# Required action:
Your job is to transcribe all the records that follow, excluding any pictures.

---------- Data section ----------

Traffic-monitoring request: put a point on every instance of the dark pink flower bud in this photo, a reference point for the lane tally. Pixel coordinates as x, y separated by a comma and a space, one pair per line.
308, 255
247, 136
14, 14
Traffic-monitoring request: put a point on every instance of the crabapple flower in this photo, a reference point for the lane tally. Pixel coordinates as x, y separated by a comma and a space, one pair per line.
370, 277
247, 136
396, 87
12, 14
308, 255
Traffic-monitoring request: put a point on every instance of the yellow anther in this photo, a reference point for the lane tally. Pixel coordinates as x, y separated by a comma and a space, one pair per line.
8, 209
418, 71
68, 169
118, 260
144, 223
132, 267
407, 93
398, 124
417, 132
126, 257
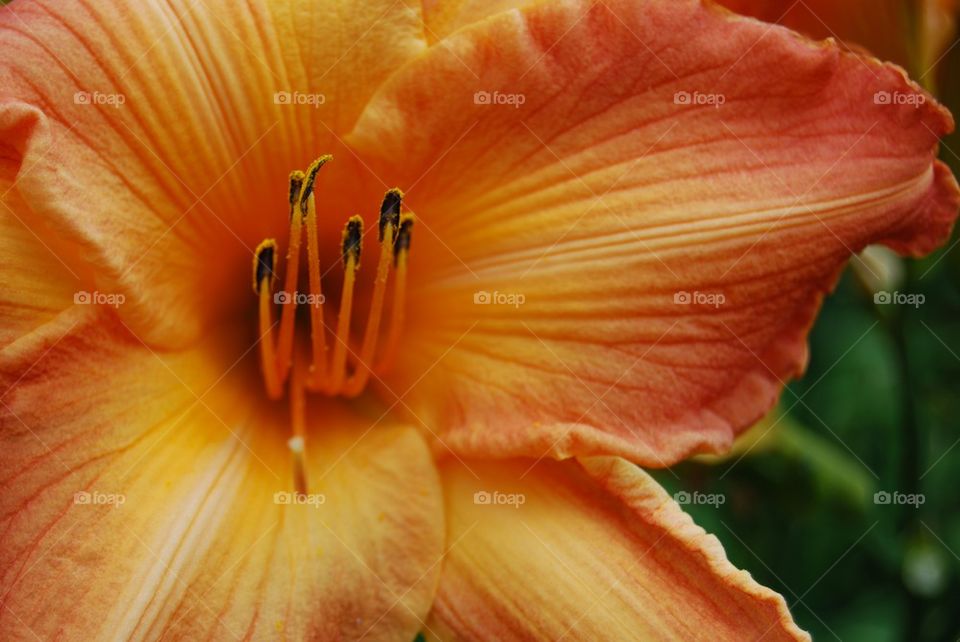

----------

# Response box:
Traffic-monitoring request: put a point on every instance of the dark pink flower bud in this photo, a reference point for the lane tally. Pixel coordinates as x, y separated by a comma and a space, one pair per line.
308, 255
247, 136
14, 14
Traffic-monitoring request: put a point on every instance of the crabapple flower in this photo, a reference point for the lane tally. Pixel coordinates as x, y separated by a comma and a space, one pair per line.
370, 277
247, 136
396, 87
12, 14
308, 255
Traffic-monitoring request: put a point on every instance of the yellow anther in this photo, a reference point for the lane tally. Pixel coordinates as x, y separated by a comma and a space, one pair per line.
8, 209
418, 71
68, 169
118, 260
144, 223
132, 267
407, 93
398, 124
417, 132
126, 257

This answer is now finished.